_Document section_:
++++++++++
By Selwyn Duke
Two articles have been posted in the news section about how ADHD drugs stunt growth and provide no long-term benefit. I have long understood the folly of medicating kids for what is essentially bad behavior and have, in general, been opposed to the use of all mood-altering drugs.
What some of you may not realize is that I will probably lose some readers by speaking out on this issue. Parents who have allowed their children to take these medications often react with anger when you question the drugs’ efficacy and safety. This is no doubt for two reasons: First, to question this is to question their parenting and, in their minds, is to imply that their children’s plight is their own handiwork. After all, if their child’s misbehavior is the result of a "disease," what could they possibly have done about it? If it is not, however . . . you can finish the sentence. Second, no one wants to believe that a remedy he has chosen for his child, something on which he has staked his child’s health and future, could actually be destructive. No one wants to believe that he has bet on the wrong horse with respect to his child’s well-being. In an attempt — probably a fruitless one — to assuage these feelings, I can only tell you that my goal isn’t to condemn, but enlighten.
I want to tell you a story. There once was a man who believed that a certain medication was the greatest cure for depression that had ever existed. This was a learned man, so his opinion carried much weight. And he practiced what he preached, using the medication himself to a point where, alas, he became dependent upon it. He eventually kicked his habit, but not before having to sojourn at a European rehabilitation center to recover.
What was the medication? Cocaine. Who was the man? Sigmund Freud.
We can look back on this now and shake our heads. "How could people have taken a hard drug?" some may say. Remember, though, that hindsight is always 20/20, and a century ago cocaine wasn’t "coke" or "blow"; it was Prozac or Zoloft . . . or Ritalin.
Yes, it was a drug that made people feel better, made them happier — and it was legal . . . . Yes, legal.
My point is that our conception of what constitutes a legitimate medication is a funny thing. A drug is on one side of the law and it’s fine, and if you take it you’re a patient; it’s on the other and it’s poison, and if you take it you’re a user. If a drug crosses that line in the right direction, it’s prescribed as a medication; if it crosses over to the dark side, it’s proscribed as a destroyer of souls.
Obviously, legality doesn’t determine efficacy or healthfulness any more than it does morality. Oh, I might mention that Ritalin has been illegal in Sweden since 1971.
One of these days I intend to write a full-length piece on ADD and its cousins; here, though, I’ll just make a few more points.
++++++++++
_Study material_:
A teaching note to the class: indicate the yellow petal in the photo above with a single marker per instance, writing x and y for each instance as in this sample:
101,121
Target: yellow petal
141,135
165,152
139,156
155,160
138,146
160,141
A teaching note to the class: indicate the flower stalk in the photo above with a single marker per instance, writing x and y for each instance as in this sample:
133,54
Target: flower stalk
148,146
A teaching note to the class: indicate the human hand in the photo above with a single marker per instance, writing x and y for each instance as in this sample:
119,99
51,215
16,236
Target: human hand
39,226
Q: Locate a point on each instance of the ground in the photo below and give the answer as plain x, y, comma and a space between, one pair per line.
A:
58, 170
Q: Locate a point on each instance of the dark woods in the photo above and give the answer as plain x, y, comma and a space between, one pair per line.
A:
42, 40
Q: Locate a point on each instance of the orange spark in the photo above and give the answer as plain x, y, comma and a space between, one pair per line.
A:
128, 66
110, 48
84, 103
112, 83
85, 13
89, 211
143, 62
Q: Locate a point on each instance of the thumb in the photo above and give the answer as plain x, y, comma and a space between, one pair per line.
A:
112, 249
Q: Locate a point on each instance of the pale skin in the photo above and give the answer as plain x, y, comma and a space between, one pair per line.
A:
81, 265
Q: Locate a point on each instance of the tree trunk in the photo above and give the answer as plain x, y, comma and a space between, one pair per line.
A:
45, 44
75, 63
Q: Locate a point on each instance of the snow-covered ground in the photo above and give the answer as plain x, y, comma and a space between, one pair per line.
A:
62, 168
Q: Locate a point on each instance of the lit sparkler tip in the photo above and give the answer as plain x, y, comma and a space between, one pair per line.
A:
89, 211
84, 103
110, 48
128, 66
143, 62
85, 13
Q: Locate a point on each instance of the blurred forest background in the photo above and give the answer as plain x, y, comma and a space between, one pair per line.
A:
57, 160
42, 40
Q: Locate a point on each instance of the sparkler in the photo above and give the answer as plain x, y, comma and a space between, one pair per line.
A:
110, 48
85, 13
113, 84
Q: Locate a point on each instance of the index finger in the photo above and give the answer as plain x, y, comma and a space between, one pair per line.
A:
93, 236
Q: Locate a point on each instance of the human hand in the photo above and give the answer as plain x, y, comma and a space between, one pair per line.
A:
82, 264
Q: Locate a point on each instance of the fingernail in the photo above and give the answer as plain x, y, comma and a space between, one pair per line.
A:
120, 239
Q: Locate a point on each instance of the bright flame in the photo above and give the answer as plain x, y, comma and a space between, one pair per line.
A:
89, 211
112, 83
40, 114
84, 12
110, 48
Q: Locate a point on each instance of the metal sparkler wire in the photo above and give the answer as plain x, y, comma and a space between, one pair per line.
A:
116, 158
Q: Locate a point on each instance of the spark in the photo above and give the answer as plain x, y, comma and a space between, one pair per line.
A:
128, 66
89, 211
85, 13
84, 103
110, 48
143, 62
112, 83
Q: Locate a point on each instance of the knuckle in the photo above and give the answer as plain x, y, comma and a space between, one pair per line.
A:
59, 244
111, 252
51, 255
++++++++++
_What is required_:
Reproduce the passage from the essay on ADHD medication starting with "We can look" and going on through "Zoloft . . . or Ritalin.".

_Expected answer_:
We can look back on this now and shake our heads. "How could people have taken a hard drug?" some may say. Remember, though, that hindsight is always 20/20, and a century ago cocaine wasn’t "coke" or "blow"; it was Prozac or Zoloft . . . or Ritalin.